Page text: Begin

This left only the 1st Battalion of the 12th US Cavalry Regiment and the 1st Battalion of the 5th Cavalry Regiment to support the ARVN units engaged with the PAVN/VC. Both battalions had opened new fire bases to the west of Quảng Trị, along the river valley leading to Khe Sanh. At approximately 13:45 on 31 January, Col. Rattan directed the battalions to close out the new fire bases and launch assaults as soon as possible to prevent the PAVN/VC from bringing additional forces into the city and also blocking their withdrawal. By 16:00, the cavalry battalions had air assaulted into five locations northeast, east, and southeast of Quảng Trị City where intelligence sources had shown PAVN/VC units located. The American helicopters received heavy fire as they landed troops east of the city in the middle of the heavy weapons support of the K-4 Battalion, and fighting there continued until 19:00 as the PAVN/VC fought with machine guns, mortars, and recoilless rifles. Engaged by ARVN forces in and near the city, and by American forces on the east, the K4 Battalion was soon overcome.

Page text: End
Material shown: Begin

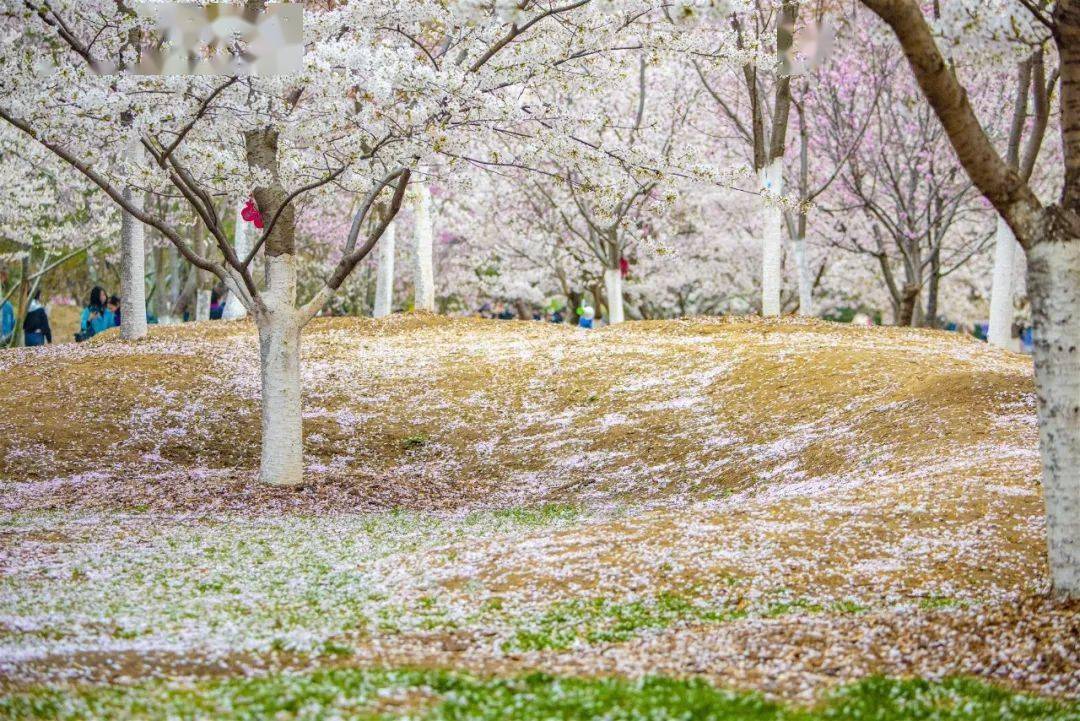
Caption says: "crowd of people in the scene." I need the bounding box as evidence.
[473,302,596,328]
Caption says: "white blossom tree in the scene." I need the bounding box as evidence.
[862,0,1080,597]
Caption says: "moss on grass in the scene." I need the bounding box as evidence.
[0,668,1080,721]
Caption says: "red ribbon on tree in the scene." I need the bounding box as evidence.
[240,198,262,230]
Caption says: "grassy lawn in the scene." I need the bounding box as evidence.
[0,669,1080,721]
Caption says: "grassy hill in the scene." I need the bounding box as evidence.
[0,315,1080,718]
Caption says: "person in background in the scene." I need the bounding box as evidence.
[23,290,53,346]
[76,285,114,340]
[106,296,120,327]
[210,288,225,321]
[0,300,15,345]
[578,305,596,328]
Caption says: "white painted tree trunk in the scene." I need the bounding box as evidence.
[795,237,816,316]
[256,255,303,486]
[221,203,252,321]
[1027,239,1080,598]
[120,188,146,340]
[374,223,396,318]
[414,183,435,312]
[759,158,784,315]
[195,288,210,321]
[987,216,1018,348]
[604,268,625,325]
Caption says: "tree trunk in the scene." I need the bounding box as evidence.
[151,246,168,323]
[604,268,625,325]
[373,223,397,318]
[8,254,30,348]
[987,216,1016,348]
[795,237,816,316]
[221,202,252,321]
[920,245,942,328]
[256,255,303,486]
[1027,239,1080,597]
[896,284,919,327]
[413,183,435,313]
[120,187,146,340]
[759,158,784,316]
[192,223,211,321]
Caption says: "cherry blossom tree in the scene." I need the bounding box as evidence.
[0,0,699,486]
[862,0,1080,597]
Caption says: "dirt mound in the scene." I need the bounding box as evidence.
[0,314,1038,513]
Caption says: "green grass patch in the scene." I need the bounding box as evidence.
[503,593,746,651]
[0,669,1080,721]
[503,591,866,651]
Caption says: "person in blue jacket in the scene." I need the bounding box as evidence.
[79,285,114,340]
[0,300,15,345]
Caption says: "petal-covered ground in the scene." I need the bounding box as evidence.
[0,315,1080,718]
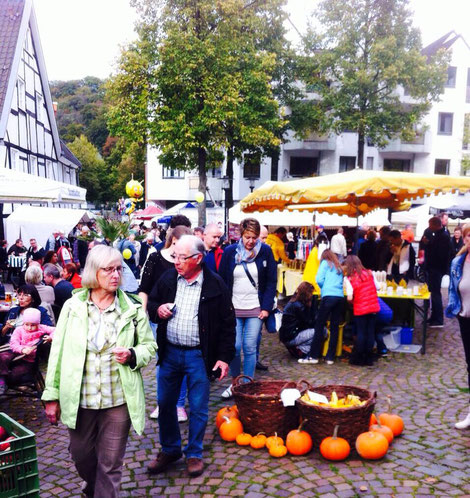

Material shown: End

Exercise prompt
Pick up the account of the fighting around Quảng Trị City from its last sentence and carry it on.

Exercise result
Two companies of the 1/5th Cavalry air-assaulted southeast of Quảng Trị engaging the K6 Battalion from the rear in a heavy firefight, while ARVN troops blocked and attacked it from the direction of the city. American helicopter gunships and artillery hit the K6 Battalion hard causing significant further casualties. By nightfall on the 31st, the battered 812th Regiment decided to withdraw, though clashes continued throughout the night.

Quảng Trị City was clear of PAVN/VC troops by mid-afternoon on 1 February, and ARVN units with U.S. air support had cleared Tri Buu Village of enemy troops. The remnants of the 812th and K6 battalions, having been hit hard by ARVN defenders in and around the City, and by American air power, artillery, helicopters and air assaults by 1st Cavalry troopers on the outskirts of the city, broke up into small groups. Sometimes mingling with crowds of fleeing refugees, they began to exfiltrate the area, trying to avoid further contact with Allied forces.

The fleeing PAVN and Main Force soldiers were pursued vigorously by ARVN and American forces, with contact continuing off and on over the next ten days. Heavy fighting continued with large well-armed PAVN/VC forces south of Quảng Trị City, and there were lighter contacts in other areas.

The American military considered the attack on Quảng Trị "without a doubt one of the major objectives of the Tet offensive". They attributed the decisive defeat to the hard-nosed South Vietnamese defense, effective intelligence on PAVN/VC movements provided by Robert Brewer, and the air mobile tactics of the 1st Cavalry Division. Between 31 January and 6 February, the allies killed an estimated 914 PAVN/VC and captured another 86 in and around Quang Tri City.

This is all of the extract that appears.